_AIM OF THE EXERCISE_: Print every one of the records below character for character, leaving out the pictures.

═════ AVAILABLE RECORDS

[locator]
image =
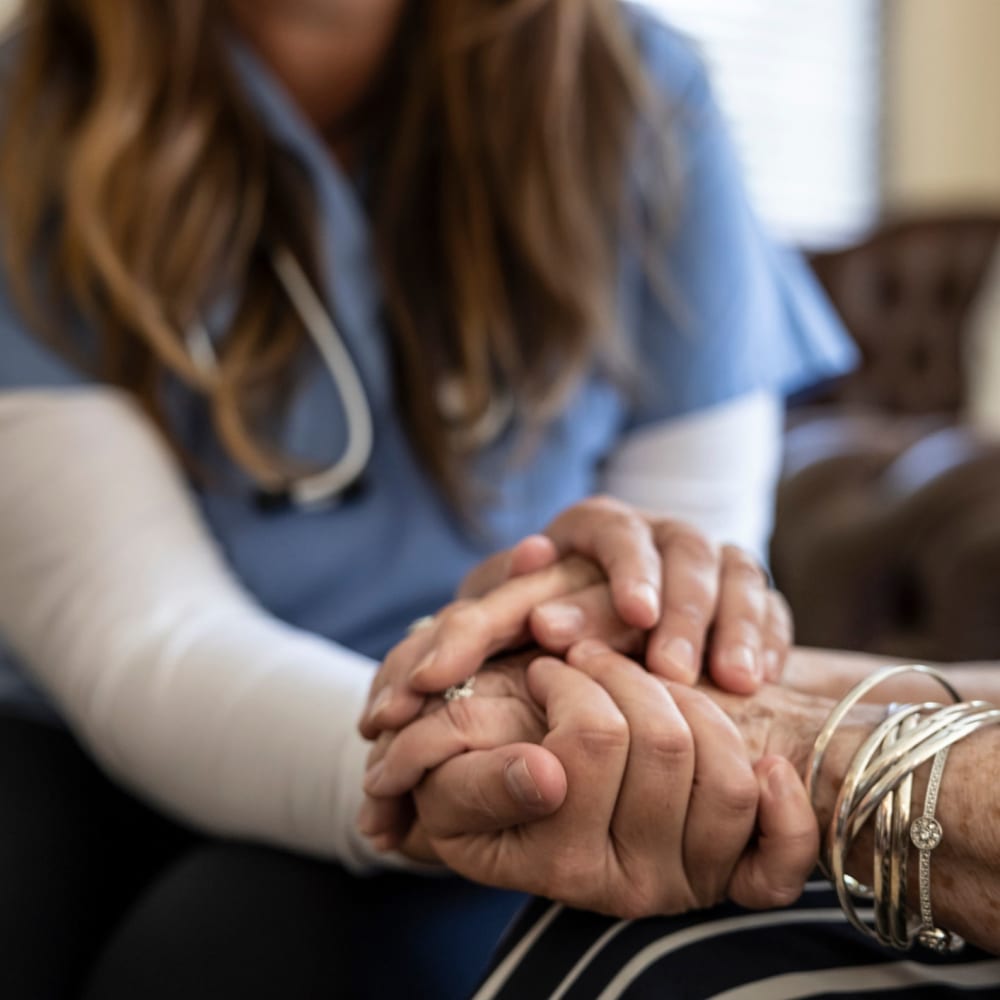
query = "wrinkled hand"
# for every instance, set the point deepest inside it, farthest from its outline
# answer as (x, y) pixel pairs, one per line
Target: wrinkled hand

══════════

_TASK ANSWER_:
[locator]
image =
query = "wrinkled hand"
# for every instance, set the point deepest inside it, farthest from its outline
# answer as (x, y) pixel pairs, one per line
Target: wrinkled hand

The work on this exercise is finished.